RECORD SET:
========

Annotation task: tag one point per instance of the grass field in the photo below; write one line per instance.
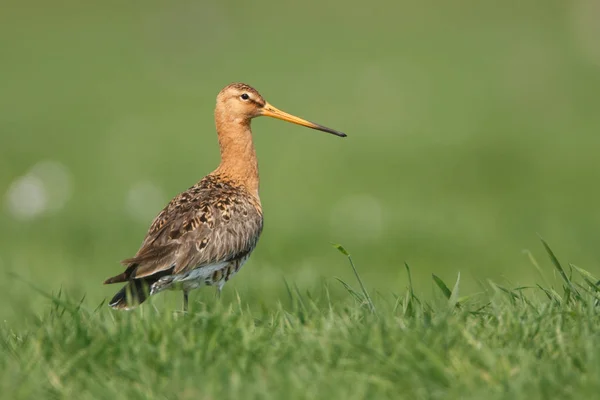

========

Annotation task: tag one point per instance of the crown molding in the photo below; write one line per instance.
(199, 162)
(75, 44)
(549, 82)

========

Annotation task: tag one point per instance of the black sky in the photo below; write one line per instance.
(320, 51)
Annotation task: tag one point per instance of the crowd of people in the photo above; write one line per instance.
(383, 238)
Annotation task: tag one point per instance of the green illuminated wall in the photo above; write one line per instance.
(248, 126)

========

Collect every line in the rows above that contains the word "point", copying each line in full.

Annotation task: tag one point per instance of the grass field in the photo below; write one line per instance.
Annotation task: tag one point per instance of the crown molding in the photo below; write one line per instance.
Annotation task: tag one point per instance of the black sky in the photo below; write one line per instance.
Annotation task: tag one point per instance of the crowd of people in the photo above; write one line per instance.
Annotation task: tag one point per instance of the green illuminated wall in the photo above; write one line per instance.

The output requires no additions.